He is also the author of the long flight of stairs leading to the square from below, which climbs the northern side of the hill, opposite the Forum's area: during the Renaissance, the districts north of the Capitolium had become once again inhabited.
The famous artist had also drawn a geometric pattern for the square's pavement, but this part of his project was set aside. Only during the early 1940s, i.e. four centuries later, Rome's Municipality retrieved Michelangelo's original plan, and finally paved the square with the famous oval pattern.

Pope Paul III decided to decorate the newly refurbished site with the famous bronze statue of emperor Marcus Aurelius, and - despite his choice displeased Michelangelo - in 1538 he had it moved from the Lateran, where it originally stood, and set in the center of the Capitolium Square, resting on a high stand (drawn by the famous artist, as well).
The statue features the mounted emperor in the attitude of speaking to the people; Marcus Aurelius is indeed remembered as one of Rome's most enlightened rulers.
Michelangelo's staircase, in a 18th century engraving by Piranesi; on the left is the church of S.Maria d'Aracoeli
However, during the Middle Ages this statue was believed to represent Constantine the Great.

Marcus Aurelius' statue (presently, a faithful copy)
Since Constantine was the most celebrated emperor by the Church of Rome, having freed Christianity from its condition of underground religion, and being a Christian himself, this mistake enabled the bronze statue to remain well preserved in time.
Instead, after the rise of the new religion many other relics of the classic age, connected to pagan rites, suffered damages, or were let decay.

------------------------------

Tasks to complete
- a) Translate this sentence from the Capitoline square passage into Italian: "However, during the Middle Ages this statue was believed to represent Constantine the Great."
- b) Duplicate the rows between the line holding "533L743 546H758L771 537L770" and the line holding "positive clicks: (728, 518) (730, 512)", inclusive.
The passage on the Capitoline square and the rows after it come from separate sources.

Dataset entries
------------------------------

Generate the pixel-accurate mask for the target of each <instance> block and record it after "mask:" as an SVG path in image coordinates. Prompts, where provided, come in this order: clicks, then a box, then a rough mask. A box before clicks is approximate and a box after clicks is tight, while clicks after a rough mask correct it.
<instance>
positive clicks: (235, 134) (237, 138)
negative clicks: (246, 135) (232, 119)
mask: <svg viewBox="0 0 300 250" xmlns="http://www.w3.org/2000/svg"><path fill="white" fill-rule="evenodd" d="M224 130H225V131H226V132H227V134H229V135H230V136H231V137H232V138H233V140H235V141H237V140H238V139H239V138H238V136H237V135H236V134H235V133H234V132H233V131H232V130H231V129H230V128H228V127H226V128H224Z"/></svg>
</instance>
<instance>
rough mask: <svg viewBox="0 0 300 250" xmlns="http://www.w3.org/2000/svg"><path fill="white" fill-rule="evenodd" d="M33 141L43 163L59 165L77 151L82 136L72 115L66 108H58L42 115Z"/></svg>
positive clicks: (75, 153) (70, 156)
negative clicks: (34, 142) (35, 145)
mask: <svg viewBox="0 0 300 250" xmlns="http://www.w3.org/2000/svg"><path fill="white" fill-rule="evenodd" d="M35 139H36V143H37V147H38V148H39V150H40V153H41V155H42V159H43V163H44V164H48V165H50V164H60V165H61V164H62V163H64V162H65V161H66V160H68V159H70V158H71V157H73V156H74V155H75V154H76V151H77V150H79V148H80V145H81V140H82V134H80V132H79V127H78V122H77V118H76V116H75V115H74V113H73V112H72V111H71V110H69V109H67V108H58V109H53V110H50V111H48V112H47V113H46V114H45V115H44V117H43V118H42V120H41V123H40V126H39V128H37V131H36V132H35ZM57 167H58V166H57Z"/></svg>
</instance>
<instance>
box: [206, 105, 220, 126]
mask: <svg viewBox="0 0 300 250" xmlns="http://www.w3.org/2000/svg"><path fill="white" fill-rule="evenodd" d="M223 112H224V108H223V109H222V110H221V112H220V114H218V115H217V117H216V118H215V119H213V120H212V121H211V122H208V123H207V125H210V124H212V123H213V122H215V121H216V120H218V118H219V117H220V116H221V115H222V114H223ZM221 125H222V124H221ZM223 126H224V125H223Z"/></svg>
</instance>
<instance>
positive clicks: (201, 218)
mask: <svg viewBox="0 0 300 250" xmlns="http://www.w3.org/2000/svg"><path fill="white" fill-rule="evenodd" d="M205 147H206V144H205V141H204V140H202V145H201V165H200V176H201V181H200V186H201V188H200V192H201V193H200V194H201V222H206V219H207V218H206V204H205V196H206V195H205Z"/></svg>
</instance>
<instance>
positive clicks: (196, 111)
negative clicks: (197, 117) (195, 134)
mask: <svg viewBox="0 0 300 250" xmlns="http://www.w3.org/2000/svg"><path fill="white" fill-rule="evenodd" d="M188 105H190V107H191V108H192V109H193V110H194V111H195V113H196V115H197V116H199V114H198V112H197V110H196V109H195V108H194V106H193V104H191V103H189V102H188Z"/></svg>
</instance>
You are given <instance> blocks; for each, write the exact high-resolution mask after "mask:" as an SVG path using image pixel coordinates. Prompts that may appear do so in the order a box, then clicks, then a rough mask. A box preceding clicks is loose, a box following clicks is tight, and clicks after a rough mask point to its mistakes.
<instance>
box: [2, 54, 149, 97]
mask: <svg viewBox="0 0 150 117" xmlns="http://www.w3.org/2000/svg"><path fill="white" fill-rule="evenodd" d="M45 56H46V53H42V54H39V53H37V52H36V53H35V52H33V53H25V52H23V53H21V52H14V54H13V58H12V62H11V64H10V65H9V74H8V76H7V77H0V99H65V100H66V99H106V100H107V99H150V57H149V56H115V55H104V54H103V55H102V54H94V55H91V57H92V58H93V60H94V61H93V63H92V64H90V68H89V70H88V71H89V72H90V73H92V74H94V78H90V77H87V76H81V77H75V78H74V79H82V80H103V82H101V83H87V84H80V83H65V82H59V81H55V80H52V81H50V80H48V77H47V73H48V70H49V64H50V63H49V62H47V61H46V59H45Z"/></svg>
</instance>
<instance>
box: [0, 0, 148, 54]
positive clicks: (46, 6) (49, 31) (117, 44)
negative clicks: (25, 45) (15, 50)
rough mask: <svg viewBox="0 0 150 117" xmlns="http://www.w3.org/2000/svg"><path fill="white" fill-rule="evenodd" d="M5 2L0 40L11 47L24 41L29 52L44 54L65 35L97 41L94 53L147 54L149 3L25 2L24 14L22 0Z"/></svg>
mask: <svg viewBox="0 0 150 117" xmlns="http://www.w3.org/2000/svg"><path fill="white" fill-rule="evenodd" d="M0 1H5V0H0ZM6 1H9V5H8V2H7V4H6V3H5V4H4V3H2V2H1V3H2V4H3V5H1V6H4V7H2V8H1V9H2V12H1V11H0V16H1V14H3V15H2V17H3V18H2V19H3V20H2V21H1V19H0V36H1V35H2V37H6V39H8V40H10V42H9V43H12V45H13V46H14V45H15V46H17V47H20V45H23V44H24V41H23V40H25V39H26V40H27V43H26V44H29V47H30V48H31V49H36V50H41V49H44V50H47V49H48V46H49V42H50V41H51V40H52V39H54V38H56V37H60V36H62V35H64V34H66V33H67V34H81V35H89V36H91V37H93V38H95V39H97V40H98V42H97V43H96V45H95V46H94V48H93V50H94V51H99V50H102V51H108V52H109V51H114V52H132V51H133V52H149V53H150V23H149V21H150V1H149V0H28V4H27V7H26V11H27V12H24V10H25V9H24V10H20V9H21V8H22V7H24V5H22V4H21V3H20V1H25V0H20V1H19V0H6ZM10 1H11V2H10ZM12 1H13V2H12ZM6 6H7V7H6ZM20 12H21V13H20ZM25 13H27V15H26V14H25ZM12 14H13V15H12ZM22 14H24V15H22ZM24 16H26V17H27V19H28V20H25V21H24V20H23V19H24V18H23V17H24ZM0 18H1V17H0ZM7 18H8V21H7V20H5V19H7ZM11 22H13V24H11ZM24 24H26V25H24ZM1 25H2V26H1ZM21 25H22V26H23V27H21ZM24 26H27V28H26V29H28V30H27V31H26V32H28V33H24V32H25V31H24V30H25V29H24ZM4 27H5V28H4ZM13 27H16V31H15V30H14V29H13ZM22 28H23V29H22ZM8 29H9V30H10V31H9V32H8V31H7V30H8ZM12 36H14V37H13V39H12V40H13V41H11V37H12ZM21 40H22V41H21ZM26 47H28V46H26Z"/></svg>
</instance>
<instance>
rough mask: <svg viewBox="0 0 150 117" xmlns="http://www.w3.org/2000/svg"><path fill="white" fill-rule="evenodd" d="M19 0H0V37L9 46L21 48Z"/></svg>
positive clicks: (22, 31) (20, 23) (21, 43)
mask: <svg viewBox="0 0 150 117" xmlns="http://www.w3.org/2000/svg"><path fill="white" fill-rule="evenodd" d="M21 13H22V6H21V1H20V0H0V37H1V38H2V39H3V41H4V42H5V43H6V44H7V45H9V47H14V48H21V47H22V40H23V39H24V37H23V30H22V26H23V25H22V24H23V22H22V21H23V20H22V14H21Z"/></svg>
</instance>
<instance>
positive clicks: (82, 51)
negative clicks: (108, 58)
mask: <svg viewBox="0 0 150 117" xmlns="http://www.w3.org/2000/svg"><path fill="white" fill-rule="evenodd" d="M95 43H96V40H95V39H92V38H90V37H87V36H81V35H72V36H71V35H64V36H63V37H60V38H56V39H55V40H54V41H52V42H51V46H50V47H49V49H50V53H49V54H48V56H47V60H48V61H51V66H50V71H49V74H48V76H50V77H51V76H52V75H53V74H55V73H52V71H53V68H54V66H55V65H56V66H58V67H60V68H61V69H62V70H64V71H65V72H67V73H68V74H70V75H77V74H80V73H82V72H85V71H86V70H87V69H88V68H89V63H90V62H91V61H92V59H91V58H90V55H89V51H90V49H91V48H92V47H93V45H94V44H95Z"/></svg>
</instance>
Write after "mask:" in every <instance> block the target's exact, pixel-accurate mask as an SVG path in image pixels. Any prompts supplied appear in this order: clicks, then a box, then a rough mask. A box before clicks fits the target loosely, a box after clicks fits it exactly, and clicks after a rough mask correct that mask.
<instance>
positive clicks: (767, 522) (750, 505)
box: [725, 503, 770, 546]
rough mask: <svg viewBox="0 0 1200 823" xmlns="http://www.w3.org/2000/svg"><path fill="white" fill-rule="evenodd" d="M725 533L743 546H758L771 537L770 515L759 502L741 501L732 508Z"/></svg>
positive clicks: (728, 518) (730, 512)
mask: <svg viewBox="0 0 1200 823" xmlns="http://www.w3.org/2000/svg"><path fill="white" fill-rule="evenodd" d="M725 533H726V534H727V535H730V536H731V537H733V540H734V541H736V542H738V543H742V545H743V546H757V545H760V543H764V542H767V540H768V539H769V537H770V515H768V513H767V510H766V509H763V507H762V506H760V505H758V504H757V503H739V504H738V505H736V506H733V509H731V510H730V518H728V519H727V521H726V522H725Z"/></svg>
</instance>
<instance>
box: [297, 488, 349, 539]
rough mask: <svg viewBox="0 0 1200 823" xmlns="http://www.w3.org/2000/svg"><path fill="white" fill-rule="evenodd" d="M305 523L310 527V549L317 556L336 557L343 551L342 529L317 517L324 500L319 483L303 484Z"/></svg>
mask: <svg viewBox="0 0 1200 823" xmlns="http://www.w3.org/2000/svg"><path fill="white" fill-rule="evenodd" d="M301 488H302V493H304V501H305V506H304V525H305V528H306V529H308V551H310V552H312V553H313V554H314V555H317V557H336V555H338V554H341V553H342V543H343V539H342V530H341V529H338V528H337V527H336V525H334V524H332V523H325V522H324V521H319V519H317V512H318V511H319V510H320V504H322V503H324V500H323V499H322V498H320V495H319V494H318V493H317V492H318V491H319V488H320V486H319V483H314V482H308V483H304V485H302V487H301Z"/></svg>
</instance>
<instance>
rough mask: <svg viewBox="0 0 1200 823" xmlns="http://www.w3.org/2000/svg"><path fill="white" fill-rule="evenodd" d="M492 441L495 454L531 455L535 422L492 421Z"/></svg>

------------------------------

Solutions below
- a) Tuttavia, durante il Medioevo si credeva che questa statua rappresentasse Costantino il Grande.

- b)
rough mask: <svg viewBox="0 0 1200 823" xmlns="http://www.w3.org/2000/svg"><path fill="white" fill-rule="evenodd" d="M725 533L743 546H758L771 537L770 515L759 502L741 501L732 508Z"/></svg>
positive clicks: (728, 518) (730, 512)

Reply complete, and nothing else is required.